> **PASSAGE FOR REVIEW**:
»»

Working with question answer pairs, and need to generate recommendation for users based on Q n A’s . I don’t want to send all the pairs to the LLM since there are so many questions and it will increase the cost for input tokens. Can I create embeddings for each question answer pair and then store them in a vector db. Then I can just ask in prompt to give recommendations based on the embeddings.
Is is possible/ feasible? any other solution.
The easy part here will be the vector database, where you have clear units of questions and answers that have semantic value, and they may closely mirror the style and size of other questions. Thus a search based upon an embeddings similarity search has almost solved itself for you, barring the implementation.
Then the question is how will you employ this ability to get one, twenty questions that are similar to something, and what is that something they will be matched against?
Embeddings is not a “prompt”; it the ability to score the similarity between two texts or other types of objects. An extensive search, obtaining cosine similarity scores of an input against the database will allow you to discover top ranked entries.
You could provide a “tool” internally for an AI to call, but you may want a more passive solution, or aren’t even asking about RAG but rather just a search for related items. Recommendations could take the form of “similar answers”, and even be based on inspecting the most recent user input and AI answer to see what else is “recommended” in a user interface.
So an embeddings based vector database is indeed ideal here, perhaps even more easily optimized than a document search. You just need to discover the pattern that actually fits the application you wish to present.

««

> **DATA**:
»»

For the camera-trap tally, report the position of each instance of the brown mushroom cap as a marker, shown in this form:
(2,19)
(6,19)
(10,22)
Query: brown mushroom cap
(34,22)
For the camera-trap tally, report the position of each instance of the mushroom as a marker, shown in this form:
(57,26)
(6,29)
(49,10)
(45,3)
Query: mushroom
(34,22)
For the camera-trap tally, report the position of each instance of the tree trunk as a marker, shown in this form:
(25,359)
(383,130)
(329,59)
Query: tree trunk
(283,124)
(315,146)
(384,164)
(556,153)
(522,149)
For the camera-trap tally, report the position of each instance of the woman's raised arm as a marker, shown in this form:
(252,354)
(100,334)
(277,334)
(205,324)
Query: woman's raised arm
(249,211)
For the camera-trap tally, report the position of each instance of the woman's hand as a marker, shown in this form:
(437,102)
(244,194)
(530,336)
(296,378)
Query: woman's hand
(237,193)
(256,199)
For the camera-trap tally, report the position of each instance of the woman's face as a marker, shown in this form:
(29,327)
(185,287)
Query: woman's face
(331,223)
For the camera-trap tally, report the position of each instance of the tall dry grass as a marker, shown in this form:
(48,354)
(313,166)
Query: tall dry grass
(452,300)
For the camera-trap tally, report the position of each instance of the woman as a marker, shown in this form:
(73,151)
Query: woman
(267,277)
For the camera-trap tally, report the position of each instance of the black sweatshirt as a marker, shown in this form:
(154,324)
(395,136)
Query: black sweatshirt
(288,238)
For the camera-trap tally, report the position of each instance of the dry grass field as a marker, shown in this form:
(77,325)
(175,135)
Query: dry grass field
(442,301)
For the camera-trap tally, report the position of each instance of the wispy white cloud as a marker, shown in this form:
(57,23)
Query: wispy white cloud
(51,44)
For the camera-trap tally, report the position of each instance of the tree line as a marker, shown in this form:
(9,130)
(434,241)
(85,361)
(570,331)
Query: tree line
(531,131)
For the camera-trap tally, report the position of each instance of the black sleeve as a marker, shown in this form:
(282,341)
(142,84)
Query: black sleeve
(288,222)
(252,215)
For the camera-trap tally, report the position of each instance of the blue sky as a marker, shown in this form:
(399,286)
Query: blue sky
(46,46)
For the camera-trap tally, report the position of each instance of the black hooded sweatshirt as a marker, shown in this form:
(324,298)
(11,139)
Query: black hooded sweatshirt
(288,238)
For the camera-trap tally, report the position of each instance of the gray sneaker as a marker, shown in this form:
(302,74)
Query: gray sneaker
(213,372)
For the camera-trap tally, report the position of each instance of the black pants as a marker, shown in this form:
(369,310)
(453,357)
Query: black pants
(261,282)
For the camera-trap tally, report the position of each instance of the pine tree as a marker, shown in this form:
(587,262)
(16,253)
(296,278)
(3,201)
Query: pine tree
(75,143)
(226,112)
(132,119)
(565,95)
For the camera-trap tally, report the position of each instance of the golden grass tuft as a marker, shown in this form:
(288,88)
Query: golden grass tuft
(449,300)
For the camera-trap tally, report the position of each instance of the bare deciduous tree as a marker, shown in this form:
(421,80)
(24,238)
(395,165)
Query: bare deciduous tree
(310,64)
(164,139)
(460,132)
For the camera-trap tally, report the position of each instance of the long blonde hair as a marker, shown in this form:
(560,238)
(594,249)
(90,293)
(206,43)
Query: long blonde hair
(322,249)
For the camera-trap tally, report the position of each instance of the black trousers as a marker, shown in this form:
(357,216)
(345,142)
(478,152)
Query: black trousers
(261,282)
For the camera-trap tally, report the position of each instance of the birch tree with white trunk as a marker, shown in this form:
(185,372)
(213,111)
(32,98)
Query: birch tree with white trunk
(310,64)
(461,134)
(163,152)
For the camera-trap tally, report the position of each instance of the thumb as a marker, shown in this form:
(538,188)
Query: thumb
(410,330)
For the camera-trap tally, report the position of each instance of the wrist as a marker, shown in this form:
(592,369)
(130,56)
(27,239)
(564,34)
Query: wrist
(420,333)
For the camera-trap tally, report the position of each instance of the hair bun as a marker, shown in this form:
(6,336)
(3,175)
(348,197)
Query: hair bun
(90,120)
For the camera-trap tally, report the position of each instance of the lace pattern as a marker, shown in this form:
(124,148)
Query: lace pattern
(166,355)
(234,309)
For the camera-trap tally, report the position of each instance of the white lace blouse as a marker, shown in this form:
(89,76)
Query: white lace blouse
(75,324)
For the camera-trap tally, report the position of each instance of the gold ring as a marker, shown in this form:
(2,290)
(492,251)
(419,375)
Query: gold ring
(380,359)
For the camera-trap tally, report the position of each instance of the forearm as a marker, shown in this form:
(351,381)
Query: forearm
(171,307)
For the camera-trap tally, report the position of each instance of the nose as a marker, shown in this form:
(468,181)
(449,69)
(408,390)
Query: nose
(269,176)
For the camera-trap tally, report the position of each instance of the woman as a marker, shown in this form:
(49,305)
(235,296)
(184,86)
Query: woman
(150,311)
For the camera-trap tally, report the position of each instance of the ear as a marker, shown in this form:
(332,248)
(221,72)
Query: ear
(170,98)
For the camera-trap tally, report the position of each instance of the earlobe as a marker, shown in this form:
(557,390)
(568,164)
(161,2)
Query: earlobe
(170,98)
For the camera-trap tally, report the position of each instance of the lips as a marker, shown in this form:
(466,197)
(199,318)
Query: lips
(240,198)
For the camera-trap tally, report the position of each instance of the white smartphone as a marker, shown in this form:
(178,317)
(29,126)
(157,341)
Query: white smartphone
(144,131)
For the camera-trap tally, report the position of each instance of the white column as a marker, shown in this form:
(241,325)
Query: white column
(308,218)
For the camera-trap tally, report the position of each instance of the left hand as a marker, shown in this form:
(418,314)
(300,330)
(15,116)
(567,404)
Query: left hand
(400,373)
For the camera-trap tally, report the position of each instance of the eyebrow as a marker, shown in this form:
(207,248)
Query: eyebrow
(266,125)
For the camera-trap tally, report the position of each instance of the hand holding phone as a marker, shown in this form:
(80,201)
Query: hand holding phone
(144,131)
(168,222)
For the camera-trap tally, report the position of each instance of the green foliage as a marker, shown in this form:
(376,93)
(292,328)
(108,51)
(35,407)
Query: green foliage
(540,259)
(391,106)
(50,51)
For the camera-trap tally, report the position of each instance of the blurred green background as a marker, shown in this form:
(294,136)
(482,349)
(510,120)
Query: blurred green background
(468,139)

««

> **EXERCISE DIRECTIONS**:
For each statement, answer yes or no according to the thread on embeddings for question answer pairs, and quote the words of the thread that decide it. 1. The reply describes embeddings as a kind of prompt. 2. The asker wants to avoid sending every pair to the LLM because of input token cost. 3. The reply calls an embeddings based vector database ideal for this case. The items are not needed.

> **RESULT OF THIS EXERCISE**:
1. No: "Embeddings is not a “prompt”"
2. Yes: "I don’t want to send all the pairs to the LLM since there are so many questions and it will increase the cost for input tokens."
3. Yes: "So an embeddings based vector database is indeed ideal here"